Source text

* * * *

Wednesday, 31st October 2007

Spectator readers respond to recent articles

Sir: According to Sir Malcolm Rifkind, it would be ‘silly and wrong’ for David Cameron to promise a referendum, if the Tories win the next election, after this Parliament has endorsed the European Treaty. Sir Malcolm writes, ‘If the Treaty is ratified by all 27 member states, it will come into force. That cannot be reversed by a subsequent referendum in Britain.’ But our part in it certainly can be. Mr Cameron need only pledge that any government he leads would call such a referendum, accept the result and — if the vote were negative — then take the necessary steps in Parliament to enforce the popular will. Once Parliament had done its duty, either the Treaty would be re-negotiated or, perhaps more likely, there would be a genuine re-negotiation of our whole relationship with the EU Treaty states. This may not be to Sir Malcolm’s taste, but it is nevertheless the case.

* * * *

Data listing

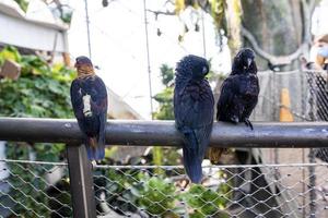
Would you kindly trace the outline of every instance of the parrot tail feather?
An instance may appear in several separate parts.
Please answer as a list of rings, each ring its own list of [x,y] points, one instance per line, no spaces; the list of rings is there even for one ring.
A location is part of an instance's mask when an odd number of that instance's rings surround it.
[[[202,155],[199,154],[195,134],[185,134],[187,144],[184,145],[184,166],[192,183],[200,183],[202,179]]]

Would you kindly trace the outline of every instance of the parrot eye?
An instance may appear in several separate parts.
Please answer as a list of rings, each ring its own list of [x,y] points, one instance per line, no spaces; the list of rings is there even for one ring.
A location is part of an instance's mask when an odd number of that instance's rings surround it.
[[[203,66],[203,68],[202,68],[202,73],[203,73],[203,74],[207,74],[207,73],[208,73],[208,68],[207,68],[207,66]]]

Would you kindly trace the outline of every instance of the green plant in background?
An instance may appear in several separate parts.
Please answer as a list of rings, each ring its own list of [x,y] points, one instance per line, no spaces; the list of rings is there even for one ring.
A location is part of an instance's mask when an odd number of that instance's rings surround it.
[[[147,178],[139,191],[138,205],[151,216],[178,217],[174,213],[176,204],[176,187],[169,179],[161,177]]]
[[[48,65],[37,56],[21,56],[16,48],[8,46],[0,51],[0,65],[5,60],[15,61],[21,65],[21,76],[17,81],[2,78],[0,81],[0,116],[1,117],[33,117],[33,118],[72,118],[70,105],[70,83],[74,77],[74,71],[62,64]],[[10,159],[61,161],[63,159],[65,145],[49,143],[10,143],[7,147],[7,157]],[[11,195],[17,202],[33,208],[39,215],[50,217],[48,199],[43,192],[45,183],[38,182],[35,175],[44,177],[44,170],[37,170],[35,166],[26,166],[26,169],[12,167],[11,173],[20,177],[10,177],[11,184],[23,190],[11,190]],[[50,167],[46,167],[47,170]],[[33,172],[33,173],[26,173]],[[33,187],[33,186],[34,187]],[[68,182],[66,182],[68,185]],[[31,196],[27,197],[26,196]],[[65,199],[67,202],[67,199]],[[25,217],[35,217],[22,205],[15,205],[15,211]]]
[[[190,214],[191,218],[207,216],[229,218],[229,215],[223,211],[227,199],[220,189],[216,192],[199,184],[192,184],[188,192],[180,194],[180,198],[194,209],[194,213]]]

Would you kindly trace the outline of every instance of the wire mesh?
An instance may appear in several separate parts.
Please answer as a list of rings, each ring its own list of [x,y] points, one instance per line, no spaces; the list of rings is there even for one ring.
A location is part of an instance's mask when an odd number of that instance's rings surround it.
[[[66,164],[0,162],[0,217],[72,217]],[[97,165],[96,209],[98,217],[327,217],[327,167],[204,166],[196,185],[181,166]]]
[[[0,160],[0,217],[71,217],[66,164]]]
[[[258,73],[260,94],[253,113],[256,121],[279,121],[282,107],[294,121],[328,121],[327,71],[290,71]],[[289,90],[290,106],[282,105],[282,89]]]
[[[209,166],[203,168],[201,185],[189,184],[177,166],[97,166],[97,213],[114,217],[327,217],[327,166]],[[316,174],[309,173],[309,167]],[[316,206],[313,215],[312,205]]]

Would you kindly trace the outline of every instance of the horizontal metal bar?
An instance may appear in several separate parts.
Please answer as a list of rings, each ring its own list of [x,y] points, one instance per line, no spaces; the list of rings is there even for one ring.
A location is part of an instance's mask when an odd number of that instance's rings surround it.
[[[0,118],[0,140],[21,142],[81,143],[75,120]],[[110,120],[106,126],[109,145],[180,146],[174,121]],[[214,122],[213,147],[328,147],[328,122],[254,122],[254,131]]]

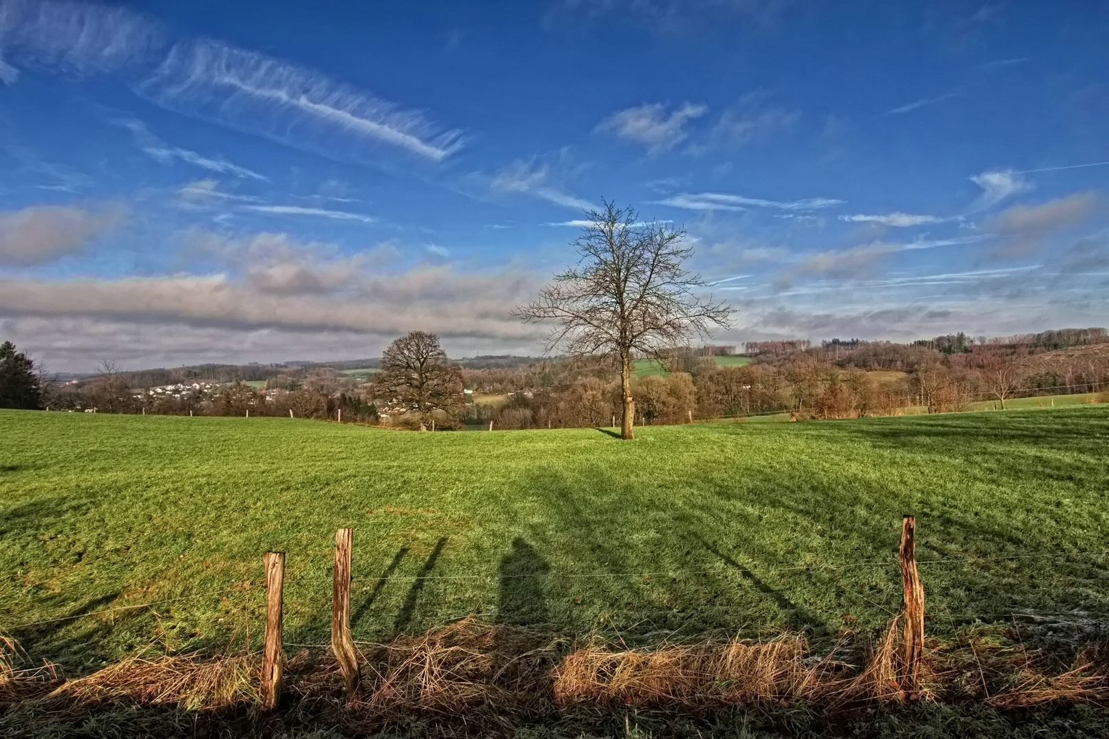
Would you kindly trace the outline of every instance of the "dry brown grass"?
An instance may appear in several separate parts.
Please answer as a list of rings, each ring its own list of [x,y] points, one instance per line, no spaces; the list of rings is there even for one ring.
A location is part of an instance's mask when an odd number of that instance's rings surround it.
[[[4,655],[18,650],[0,644]],[[496,722],[612,706],[681,711],[764,705],[773,710],[803,701],[840,710],[914,697],[981,700],[1001,709],[1109,705],[1105,644],[1067,663],[1013,640],[929,642],[917,696],[906,695],[898,682],[898,646],[897,619],[873,643],[845,638],[824,656],[811,655],[800,635],[640,649],[597,640],[573,647],[550,635],[465,619],[363,645],[362,689],[349,702],[327,650],[303,650],[287,663],[285,706],[369,730],[413,715]],[[220,711],[258,701],[260,660],[253,654],[131,658],[73,680],[16,671],[11,658],[4,659],[0,707],[8,709],[26,705],[72,715],[123,702]]]

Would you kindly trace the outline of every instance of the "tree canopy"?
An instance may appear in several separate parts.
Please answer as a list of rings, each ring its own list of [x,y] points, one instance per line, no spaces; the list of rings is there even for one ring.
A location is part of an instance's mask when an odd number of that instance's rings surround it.
[[[385,349],[374,386],[386,413],[413,413],[421,431],[436,411],[452,419],[466,402],[461,369],[450,365],[439,337],[425,331],[409,331]]]
[[[42,408],[42,387],[34,360],[17,351],[11,341],[0,343],[0,408]]]
[[[577,266],[554,275],[539,299],[517,308],[527,321],[556,321],[547,350],[572,355],[603,353],[618,360],[623,392],[623,439],[634,439],[635,402],[632,361],[635,355],[665,362],[668,349],[693,336],[709,337],[712,326],[729,327],[731,308],[694,290],[706,283],[685,269],[693,255],[683,228],[640,223],[631,207],[604,202],[587,213],[589,224],[573,246]]]

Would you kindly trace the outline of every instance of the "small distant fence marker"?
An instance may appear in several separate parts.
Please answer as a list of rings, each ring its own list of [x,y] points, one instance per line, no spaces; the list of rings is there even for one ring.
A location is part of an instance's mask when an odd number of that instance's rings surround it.
[[[916,699],[920,690],[920,660],[924,657],[924,585],[916,571],[916,517],[910,515],[902,521],[901,566],[905,618],[902,689],[910,699]]]
[[[262,555],[266,569],[266,637],[262,655],[262,709],[273,710],[281,699],[285,654],[282,651],[282,588],[285,585],[285,554],[266,552]]]
[[[350,637],[350,550],[354,530],[335,532],[335,575],[332,585],[332,650],[343,671],[347,699],[358,690],[358,653]]]

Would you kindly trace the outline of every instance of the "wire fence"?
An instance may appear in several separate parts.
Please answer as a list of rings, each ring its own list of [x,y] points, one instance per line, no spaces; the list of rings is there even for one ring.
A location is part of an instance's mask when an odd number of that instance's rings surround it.
[[[1004,556],[963,556],[963,557],[945,557],[945,558],[934,558],[934,560],[916,560],[918,565],[946,565],[946,564],[989,564],[989,563],[1001,563],[1001,562],[1015,562],[1021,560],[1059,560],[1059,558],[1075,558],[1075,557],[1097,557],[1109,555],[1109,550],[1096,550],[1096,551],[1074,551],[1074,552],[1060,552],[1056,554],[1015,554],[1015,555],[1004,555]],[[1101,563],[1087,562],[1082,564],[1089,564],[1093,566],[1101,567]],[[777,574],[777,573],[796,573],[805,571],[842,571],[842,569],[855,569],[855,568],[866,568],[866,567],[898,567],[901,562],[896,558],[889,560],[876,560],[866,562],[846,562],[846,563],[830,563],[830,562],[812,562],[802,565],[794,565],[791,563],[751,563],[750,567],[743,567],[742,569],[749,571],[749,573],[741,572],[743,574]],[[615,578],[653,578],[653,577],[679,577],[679,576],[695,576],[695,575],[719,575],[722,572],[728,572],[730,568],[728,566],[716,566],[708,568],[675,568],[675,569],[651,569],[651,571],[637,571],[637,572],[593,572],[593,573],[567,573],[567,572],[541,572],[541,573],[525,573],[525,574],[510,574],[510,573],[472,573],[472,574],[459,574],[459,575],[381,575],[378,577],[367,577],[365,578],[366,584],[362,589],[379,588],[384,584],[389,582],[396,583],[419,583],[426,581],[510,581],[510,579],[526,579],[526,578],[562,578],[562,579],[615,579]],[[847,587],[842,582],[836,583],[836,587],[854,595],[861,601],[864,601],[874,607],[888,613],[889,615],[895,615],[895,610],[889,607],[888,603],[878,603],[873,598],[869,598],[849,587]],[[98,616],[104,616],[112,613],[129,612],[129,610],[142,610],[142,609],[153,609],[154,606],[162,606],[173,603],[181,603],[185,601],[195,601],[207,597],[215,596],[226,596],[232,593],[244,594],[242,583],[238,585],[227,587],[224,589],[208,591],[204,593],[197,593],[193,595],[184,595],[173,598],[162,598],[157,601],[151,601],[147,603],[135,603],[129,605],[111,606],[108,608],[100,608],[95,610],[89,610],[85,613],[78,613],[70,616],[60,616],[57,618],[45,618],[39,620],[24,622],[13,626],[6,627],[9,633],[18,633],[34,626],[43,626],[48,624],[58,624],[63,622],[78,620],[81,618],[91,618]],[[79,604],[72,604],[70,607],[80,607]],[[704,613],[711,610],[730,610],[739,612],[741,608],[737,604],[722,604],[722,605],[703,605],[703,604],[690,604],[685,608],[669,608],[665,610],[637,610],[639,615],[681,615],[682,613]],[[490,616],[496,615],[494,613],[470,613],[464,614],[462,616]],[[1027,618],[1050,618],[1052,616],[1074,616],[1074,612],[1057,612],[1055,614],[1030,614],[1030,613],[1019,613],[1013,612],[996,612],[996,613],[966,613],[966,614],[933,614],[935,617],[944,618],[1010,618],[1010,617],[1027,617]],[[457,616],[462,617],[462,616]],[[1093,613],[1093,612],[1082,612],[1083,617],[1103,617],[1109,619],[1109,613]],[[313,646],[313,645],[292,645],[292,646]]]

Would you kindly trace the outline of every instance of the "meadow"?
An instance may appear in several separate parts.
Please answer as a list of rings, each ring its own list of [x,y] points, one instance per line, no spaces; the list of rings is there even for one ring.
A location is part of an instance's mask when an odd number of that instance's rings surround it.
[[[744,365],[750,365],[752,358],[728,356],[728,357],[713,357],[712,360],[716,362],[716,367],[743,367]],[[657,359],[637,359],[634,361],[634,370],[635,370],[635,377],[650,377],[650,376],[663,377],[667,374],[667,369]]]
[[[638,434],[0,411],[0,628],[77,673],[256,642],[275,550],[286,639],[324,644],[350,525],[356,639],[820,640],[898,608],[904,513],[933,633],[1109,613],[1105,406]]]

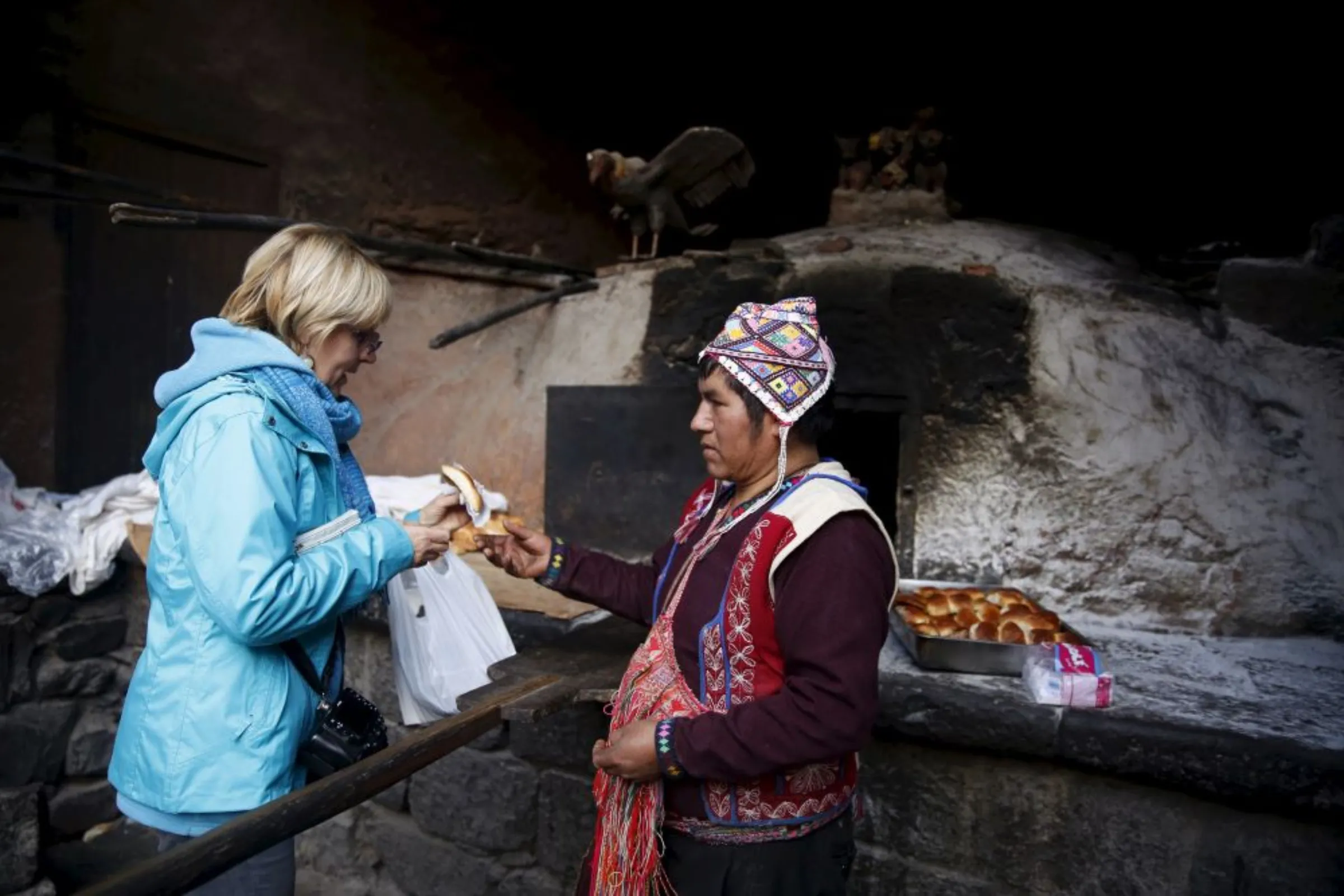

* * * *

Requirements
In the letter on the European Treaty above, rewrite the paragraph beginning "Sir: According to Sir Malcolm Rifkind" as a shorter paragraph that keeps its main points.

Response
Sir Malcolm Rifkind argues that it would be "silly and wrong" for David Cameron to promise a referendum if the Tories win the next election, after this Parliament has endorsed the European Treaty, because a treaty ratified by all 27 member states comes into force and a later British referendum cannot reverse it. Britain's part in it, however, can be reversed. Mr. Cameron need only pledge that his government would hold the referendum, accept the result and, if the vote were negative, act through Parliament to enforce it. The Treaty would then be renegotiated, or, perhaps more likely, Britain's whole relationship with the EU Treaty states would be.